** Opening Text under study block **

Workplace Climate of Retaliation at Hanford [View all]

http://smirkingchimp.com/thread/cranestation/52801/workplace-climate-of-retaliation-at-hanford

Workplace Climate of Retaliation at Hanford
by CraneStation | November 21, 2013 - 8:48am



On Monday, Hanford whistleblower Donna Busche filed a new complaint against her employer, Department of Energy (DOE) contractor Bechtel, alleging retaliation in the workplace after she voiced concerns over safety issues at the huge Cold War era contaminated site. She alleges "URS and Bechtel officials excluded her from meetings and belittled her authority." She also alleges that "she has experienced continued harassment, isolation, exclusion, and unwarranted criticism as she tries to ensure that one of the largest environmental cleanup efforts in the world is completed safely."

For Hanford history, the Government Accountability Office (GAO) summarizes:

The Department of Energy (DOE) is responsible for one of the world’s largest environmental cleanup projects: the reatment and disposal of millions of gallons of radioactive and hazardous waste at its 586-square mile Hanford Site in southeastern Washington State. A total of nine nuclear reactors––including the world’s first operating large-scale reactor, developed as part of the Manhattan Project during World War II––were built at Hanford and operated until the late 1980s. The primary mission of these reactors was to produce plutonium and other special nuclear materials for DOE’s nuclear weapons program. Some of the large volumes of hazardous and radioactive waste that resulted from nuclear materials production was deposited directly into the ground in trenches, injection wells, or other facilities designed to allow the waste to disperse into the soil, and some was packaged into drums and other containers and buried. The most dangerous waste was stored in 177 large underground storage tanks. The underground tanks currently hold more than 56 million gallons of this waste—enough to fill an area the size of a football field to a depth of over 150 feet.


Although getting any real information from a layperson's perspective is excruciating due to the secrecy of Hanford's operations for decades, we do know a few things. Hanford is the most contaminated nuclear site in the western hemisphere, representing two thirds of our nation's nuclear waste by volume. The government owns and operates the site, and it uses contractors who, for lack of better language, like money for nothing. Years ago, there was a plan to construct a waste treatment plant, to process the waste into a stable glass.

** Closing Text under study block **

→ Exercise requirements
1. Answer these questions using the Hanford text.
(a) Against which employer did Donna Busche file her new complaint?
(b) How many nuclear reactors were built at Hanford?
(c) In how many large underground storage tanks was the most dangerous waste stored?
2. Duplicate the part of the Hanford text starting with "Although getting any" and going on through "a stable glass.".
Rely only on the text above.

** Opening Listed records block **

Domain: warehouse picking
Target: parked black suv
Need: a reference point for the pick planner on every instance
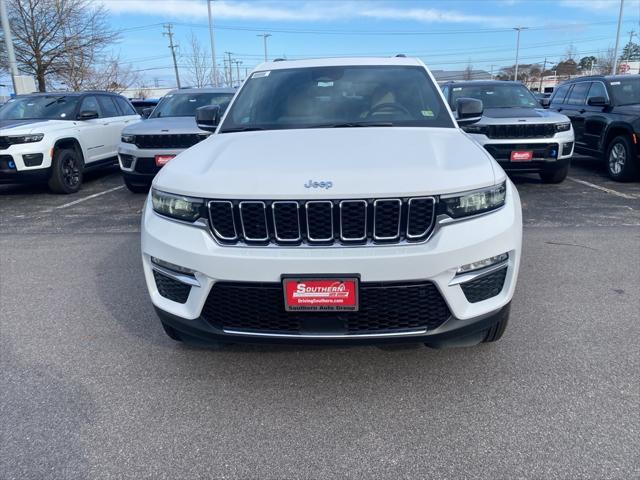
(605, 113)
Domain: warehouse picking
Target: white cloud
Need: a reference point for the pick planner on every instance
(303, 11)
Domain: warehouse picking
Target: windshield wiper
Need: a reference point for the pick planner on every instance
(59, 99)
(241, 129)
(353, 124)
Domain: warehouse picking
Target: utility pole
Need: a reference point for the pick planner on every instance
(169, 33)
(8, 42)
(614, 68)
(264, 39)
(544, 67)
(518, 29)
(230, 63)
(214, 70)
(238, 63)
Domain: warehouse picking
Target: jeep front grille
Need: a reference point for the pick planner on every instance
(161, 141)
(541, 130)
(322, 222)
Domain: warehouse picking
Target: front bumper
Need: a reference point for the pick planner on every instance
(452, 244)
(138, 165)
(548, 153)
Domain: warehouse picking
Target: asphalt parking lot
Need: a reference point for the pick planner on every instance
(92, 388)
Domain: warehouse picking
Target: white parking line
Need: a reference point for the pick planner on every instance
(75, 202)
(605, 189)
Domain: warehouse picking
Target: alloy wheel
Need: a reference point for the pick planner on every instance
(70, 172)
(617, 158)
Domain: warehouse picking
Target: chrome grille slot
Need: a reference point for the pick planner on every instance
(322, 223)
(286, 221)
(319, 220)
(221, 218)
(253, 217)
(387, 219)
(353, 220)
(420, 217)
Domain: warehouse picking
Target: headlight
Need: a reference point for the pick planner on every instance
(478, 201)
(176, 206)
(32, 138)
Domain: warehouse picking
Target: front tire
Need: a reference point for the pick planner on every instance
(555, 174)
(66, 171)
(621, 163)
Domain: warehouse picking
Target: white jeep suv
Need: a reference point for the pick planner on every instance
(56, 137)
(337, 201)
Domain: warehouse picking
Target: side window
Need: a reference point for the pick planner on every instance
(560, 93)
(597, 90)
(578, 95)
(109, 108)
(125, 106)
(90, 104)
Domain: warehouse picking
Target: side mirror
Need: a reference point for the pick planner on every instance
(598, 102)
(208, 117)
(469, 110)
(88, 115)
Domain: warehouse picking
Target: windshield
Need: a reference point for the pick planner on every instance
(49, 107)
(337, 97)
(185, 104)
(627, 91)
(508, 95)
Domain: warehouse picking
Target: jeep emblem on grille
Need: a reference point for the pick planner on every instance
(324, 184)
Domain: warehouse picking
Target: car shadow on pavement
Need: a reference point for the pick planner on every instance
(42, 188)
(44, 416)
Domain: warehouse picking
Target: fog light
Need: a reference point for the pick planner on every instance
(172, 267)
(487, 262)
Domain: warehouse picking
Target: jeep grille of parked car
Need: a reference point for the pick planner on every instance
(541, 130)
(185, 140)
(322, 222)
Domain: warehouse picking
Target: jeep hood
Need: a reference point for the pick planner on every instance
(359, 162)
(164, 125)
(25, 127)
(502, 116)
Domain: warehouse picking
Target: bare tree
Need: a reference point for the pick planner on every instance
(605, 61)
(198, 63)
(53, 37)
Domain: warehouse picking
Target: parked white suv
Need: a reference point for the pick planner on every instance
(337, 201)
(56, 137)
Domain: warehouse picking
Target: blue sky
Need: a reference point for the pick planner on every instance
(445, 34)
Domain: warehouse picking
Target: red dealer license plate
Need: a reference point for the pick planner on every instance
(162, 160)
(320, 294)
(521, 156)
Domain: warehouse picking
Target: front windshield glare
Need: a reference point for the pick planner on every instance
(337, 97)
(627, 91)
(186, 104)
(495, 96)
(41, 107)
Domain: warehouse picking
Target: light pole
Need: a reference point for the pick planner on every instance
(518, 29)
(614, 67)
(264, 38)
(214, 71)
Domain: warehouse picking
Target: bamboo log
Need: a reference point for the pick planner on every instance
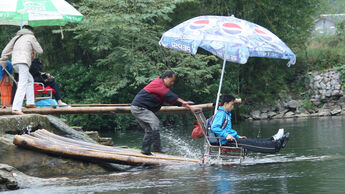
(44, 141)
(84, 105)
(101, 110)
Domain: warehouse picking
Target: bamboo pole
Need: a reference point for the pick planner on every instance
(100, 110)
(60, 147)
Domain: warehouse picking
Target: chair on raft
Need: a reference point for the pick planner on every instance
(212, 147)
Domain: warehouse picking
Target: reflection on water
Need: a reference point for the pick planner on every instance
(312, 162)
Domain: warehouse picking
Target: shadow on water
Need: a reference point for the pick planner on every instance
(312, 162)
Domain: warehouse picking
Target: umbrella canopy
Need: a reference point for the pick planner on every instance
(37, 13)
(227, 37)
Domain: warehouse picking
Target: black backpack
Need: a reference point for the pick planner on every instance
(211, 135)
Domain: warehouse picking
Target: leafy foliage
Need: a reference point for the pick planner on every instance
(114, 52)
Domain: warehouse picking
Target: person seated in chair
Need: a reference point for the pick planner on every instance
(46, 79)
(229, 135)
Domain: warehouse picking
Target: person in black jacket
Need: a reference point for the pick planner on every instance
(46, 79)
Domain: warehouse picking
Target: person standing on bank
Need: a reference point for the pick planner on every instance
(22, 47)
(148, 101)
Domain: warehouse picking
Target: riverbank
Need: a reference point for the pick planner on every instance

** Closing Listed records block **

→ Solutions to the tasks
1.
(a) Bechtel, a Department of Energy contractor
(b) Nine
(c) 177

2.
Although getting any real information from a layperson's perspective is excruciating due to the secrecy of Hanford's operations for decades, we do know a few things. Hanford is the most contaminated nuclear site in the western hemisphere, representing two thirds of our nation's nuclear waste by volume. The government owns and operates the site, and it uses contractors who, for lack of better language, like money for nothing. Years ago, there was a plan to construct a waste treatment plant, to process the waste into a stable glass.